Page text

# T Shirt Manufacturing/Screen Printing in Turkey?



## blobert

Hello,

It seems the majority of the t shirts on sale in Europe are manufactured in Turkey.

Does anyone have any links to Turkish T Shirt manufacturers, and/or screen printers.

I'd be interested to find out what the prices are like, I'm assuming they must be pretty good if they are used so commonly.

Also do EU Tarics apply to importing clothing from Turkey or is it exempt? Importing T Shirts from outside EU means an extra 12% duty, does this apply to Turkey also.

Would very much appreciate any advice.

Thanks


----------



## ino

Since Turkey is still not in the EU, I would assume that the 12% customs duty would still apply.


----------



## blobert

Checked up on it and you are right. I just thought there must be a reason a lot of the EU shops used turkish manufacturors. Perhaps it is the cheaper labour costs coupled with proximity and so lower delivery costs versus China, Pakistan etc.

If anyone knows how I might go about finding some of theses manufacturors let me know.

Thanks.


----------



## blobert

I'm looking for info on Turkish suppliers, not Chinese ones at the moment.


----------



## ino

Yup, their labour costs are quite cheap and they do a good quality. You could check with youre nearest Turkish consulate,they usually have trade books and might be able to help.


----------



## metalheadmerch

Why companies from Eu going to Turkey:

Turkish textiles are world famous, and Turkish made product can be found in many stores in the EUROPE and the USA (especially high fashion stores) For instance: every 1 of 2 Jeans out there in the world made in Turkey!

*Turkey’s Textile Industry Overview*

The textile industry has been denominated as the locomotive of the Turkish Economy since 1970's. Total investment in Turkey's textile industry exceeded US$ 150 billion, of which more than US$ 50 billion was invested in the last 5-10 years. Low labor costs, a qualified workforce, relatively cheap raw materials have played an important role in the significant growth of the sector; as well as a liberalized economic environment and export-led policies in the last two decades. The textile sector exports approximately 60% of its production. Capacity utilization rates are approximately 75% especially among exporting manufacturers. Turkey ranks also among the top ten global producers of wool cloth, carpets, synthetic filament and fiber, polyester and polyamide filament. Turkey is also a very important cotton country, which is an advantage in raw materials, for the clothing industry. Turkey ranks 1st in Europe and 4th in the world textile production with an average production of 800,000-900,000 tons per year. Textiles and clothing are among the most traded goods in the global economy. The EU is the world's second largest importer of textile products and Turkey ranks at the 2nd position of the apparel and textile exporters to the EU.

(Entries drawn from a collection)
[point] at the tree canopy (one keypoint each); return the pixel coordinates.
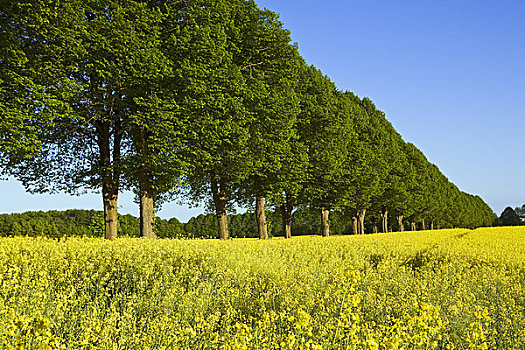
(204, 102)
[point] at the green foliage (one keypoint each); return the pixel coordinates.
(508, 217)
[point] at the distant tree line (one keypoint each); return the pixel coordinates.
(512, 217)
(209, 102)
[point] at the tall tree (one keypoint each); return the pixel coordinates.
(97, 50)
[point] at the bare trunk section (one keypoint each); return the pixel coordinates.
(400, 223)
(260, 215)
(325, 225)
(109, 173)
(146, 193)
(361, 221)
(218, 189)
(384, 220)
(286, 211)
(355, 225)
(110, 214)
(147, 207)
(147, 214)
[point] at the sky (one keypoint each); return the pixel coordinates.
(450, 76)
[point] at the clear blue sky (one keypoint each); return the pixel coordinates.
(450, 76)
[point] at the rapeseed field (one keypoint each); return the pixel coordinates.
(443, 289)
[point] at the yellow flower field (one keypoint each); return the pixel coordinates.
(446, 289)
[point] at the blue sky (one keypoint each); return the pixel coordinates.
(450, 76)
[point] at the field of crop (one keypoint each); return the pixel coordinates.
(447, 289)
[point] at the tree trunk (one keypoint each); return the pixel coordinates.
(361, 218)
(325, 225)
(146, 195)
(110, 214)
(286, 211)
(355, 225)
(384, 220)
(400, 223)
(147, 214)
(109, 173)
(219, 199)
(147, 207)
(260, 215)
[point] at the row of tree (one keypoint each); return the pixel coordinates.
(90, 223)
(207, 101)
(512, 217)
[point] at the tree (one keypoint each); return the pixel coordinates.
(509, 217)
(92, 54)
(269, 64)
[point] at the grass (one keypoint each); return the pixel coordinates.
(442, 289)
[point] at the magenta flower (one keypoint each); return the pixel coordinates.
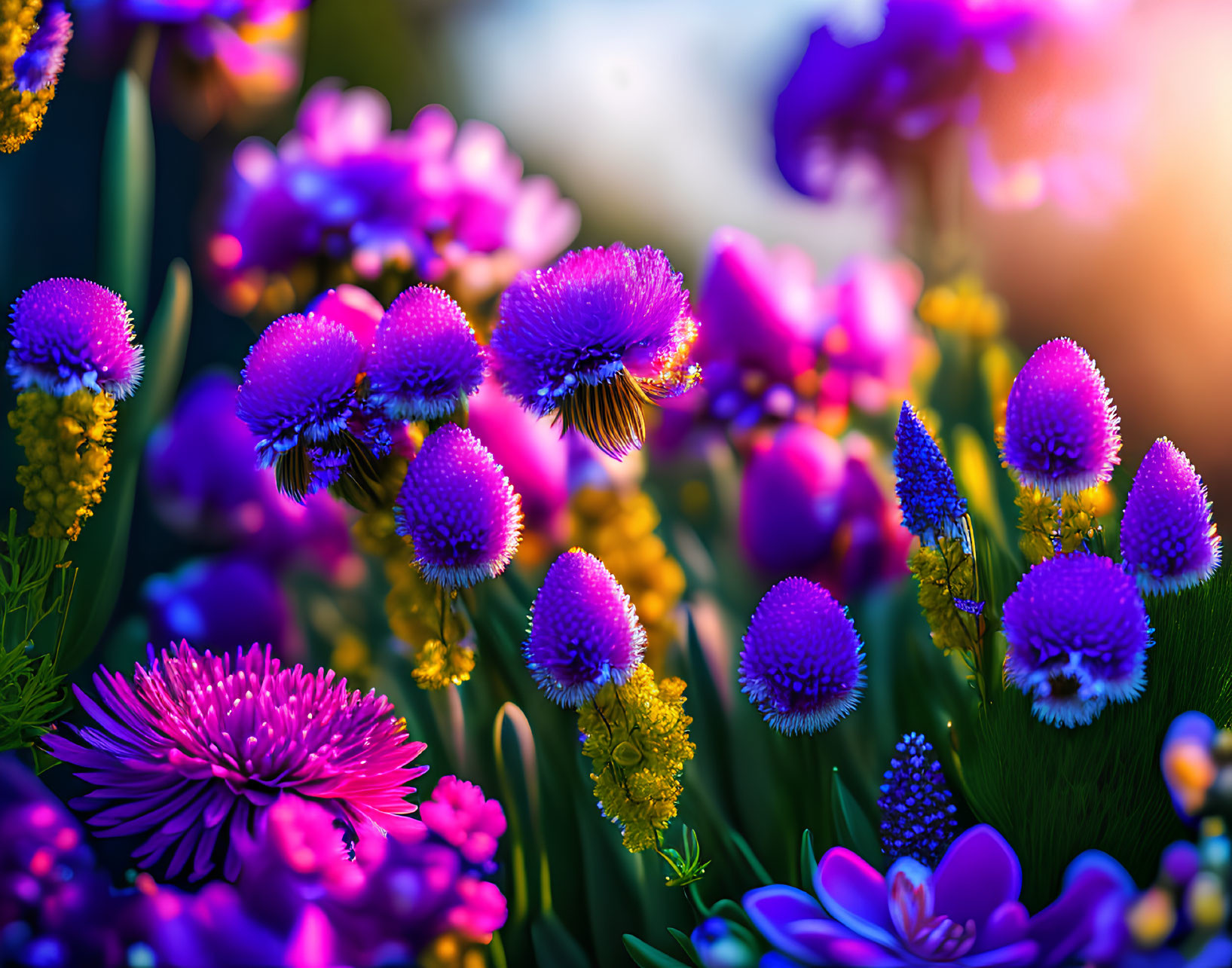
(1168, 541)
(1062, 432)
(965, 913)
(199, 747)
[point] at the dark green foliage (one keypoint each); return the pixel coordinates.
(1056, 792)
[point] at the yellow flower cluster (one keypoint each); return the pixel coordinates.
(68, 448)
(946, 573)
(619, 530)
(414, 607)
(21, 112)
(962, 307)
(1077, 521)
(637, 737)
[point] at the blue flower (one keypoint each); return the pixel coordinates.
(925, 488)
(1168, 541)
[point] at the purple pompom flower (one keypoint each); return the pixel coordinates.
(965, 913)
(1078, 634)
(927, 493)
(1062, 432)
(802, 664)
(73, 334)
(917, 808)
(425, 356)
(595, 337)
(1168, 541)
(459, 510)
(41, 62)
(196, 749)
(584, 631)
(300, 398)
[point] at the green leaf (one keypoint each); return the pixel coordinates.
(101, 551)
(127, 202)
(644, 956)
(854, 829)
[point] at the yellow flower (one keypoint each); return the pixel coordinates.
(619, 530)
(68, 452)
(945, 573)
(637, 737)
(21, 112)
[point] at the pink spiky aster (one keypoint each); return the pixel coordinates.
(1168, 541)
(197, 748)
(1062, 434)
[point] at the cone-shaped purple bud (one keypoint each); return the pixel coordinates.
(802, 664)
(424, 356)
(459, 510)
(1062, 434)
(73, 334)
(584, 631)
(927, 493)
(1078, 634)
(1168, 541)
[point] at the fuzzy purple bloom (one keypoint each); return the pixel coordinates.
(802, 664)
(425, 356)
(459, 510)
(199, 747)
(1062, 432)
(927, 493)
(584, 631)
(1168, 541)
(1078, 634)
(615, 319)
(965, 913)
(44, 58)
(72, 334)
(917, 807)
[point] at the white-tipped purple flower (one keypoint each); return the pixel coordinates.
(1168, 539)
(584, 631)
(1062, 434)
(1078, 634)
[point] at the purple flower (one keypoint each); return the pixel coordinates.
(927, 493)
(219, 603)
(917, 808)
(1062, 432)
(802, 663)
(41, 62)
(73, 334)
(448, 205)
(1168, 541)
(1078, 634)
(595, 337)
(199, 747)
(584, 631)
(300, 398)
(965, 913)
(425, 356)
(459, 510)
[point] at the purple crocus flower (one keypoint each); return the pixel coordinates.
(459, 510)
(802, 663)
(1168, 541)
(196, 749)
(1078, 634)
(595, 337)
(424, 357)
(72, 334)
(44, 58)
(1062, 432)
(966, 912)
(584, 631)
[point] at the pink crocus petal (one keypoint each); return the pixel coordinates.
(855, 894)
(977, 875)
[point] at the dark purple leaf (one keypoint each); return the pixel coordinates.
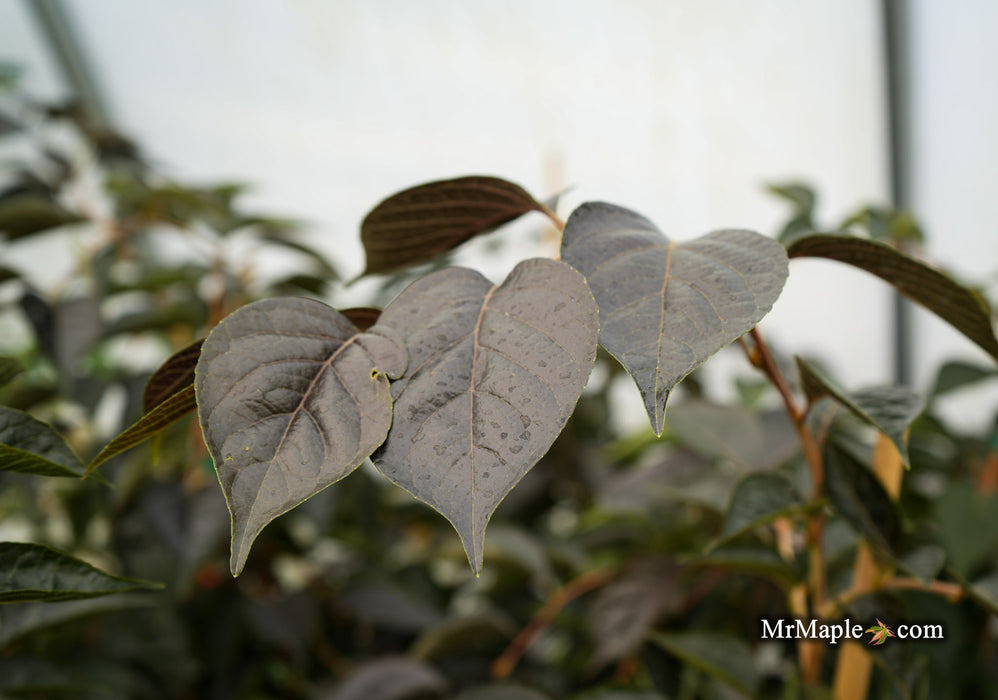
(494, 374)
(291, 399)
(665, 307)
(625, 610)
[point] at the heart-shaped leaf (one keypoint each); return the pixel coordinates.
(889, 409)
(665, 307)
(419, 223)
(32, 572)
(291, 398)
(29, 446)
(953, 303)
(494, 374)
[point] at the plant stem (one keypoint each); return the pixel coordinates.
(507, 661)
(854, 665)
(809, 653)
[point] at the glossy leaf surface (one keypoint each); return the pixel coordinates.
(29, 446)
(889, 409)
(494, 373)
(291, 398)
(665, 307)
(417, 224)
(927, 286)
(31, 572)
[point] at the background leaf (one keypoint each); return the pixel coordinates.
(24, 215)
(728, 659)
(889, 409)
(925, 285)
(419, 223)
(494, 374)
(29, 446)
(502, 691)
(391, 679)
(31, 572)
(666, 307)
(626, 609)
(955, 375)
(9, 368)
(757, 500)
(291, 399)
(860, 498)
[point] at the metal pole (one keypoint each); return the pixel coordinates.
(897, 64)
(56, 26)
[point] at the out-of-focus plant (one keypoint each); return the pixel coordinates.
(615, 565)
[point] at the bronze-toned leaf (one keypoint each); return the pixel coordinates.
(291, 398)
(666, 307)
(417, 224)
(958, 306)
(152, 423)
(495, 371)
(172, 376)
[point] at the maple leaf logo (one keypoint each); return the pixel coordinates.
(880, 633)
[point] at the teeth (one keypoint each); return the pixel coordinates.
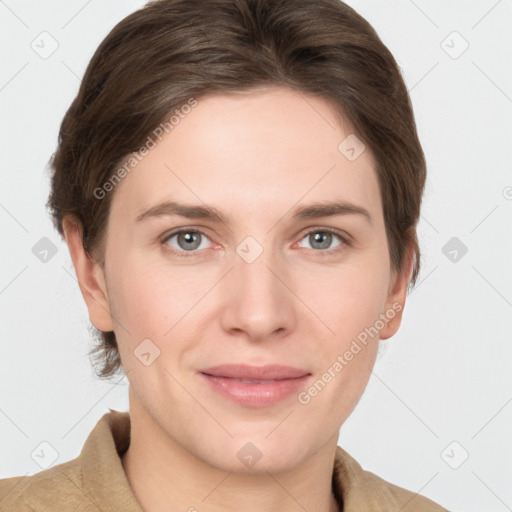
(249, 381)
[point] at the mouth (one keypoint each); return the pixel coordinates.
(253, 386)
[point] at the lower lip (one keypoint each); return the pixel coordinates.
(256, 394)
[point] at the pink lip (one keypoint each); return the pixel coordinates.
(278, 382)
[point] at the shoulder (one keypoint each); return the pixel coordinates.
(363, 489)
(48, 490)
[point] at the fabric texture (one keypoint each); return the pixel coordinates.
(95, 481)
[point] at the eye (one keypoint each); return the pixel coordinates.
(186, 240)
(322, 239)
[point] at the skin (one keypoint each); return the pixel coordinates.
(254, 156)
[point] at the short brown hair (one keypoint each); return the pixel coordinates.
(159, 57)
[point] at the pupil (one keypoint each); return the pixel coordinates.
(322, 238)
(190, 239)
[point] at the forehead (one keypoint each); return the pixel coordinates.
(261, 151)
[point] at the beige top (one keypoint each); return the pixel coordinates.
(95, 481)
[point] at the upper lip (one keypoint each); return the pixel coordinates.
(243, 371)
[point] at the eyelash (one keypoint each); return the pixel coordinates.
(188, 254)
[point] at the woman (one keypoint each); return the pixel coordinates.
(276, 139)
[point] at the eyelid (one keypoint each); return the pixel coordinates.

What the task asks
According to the thread on T-shirt manufacturing in Turkey, what share of its production does the Turkish textile sector export?

Written response
Approximately 60%.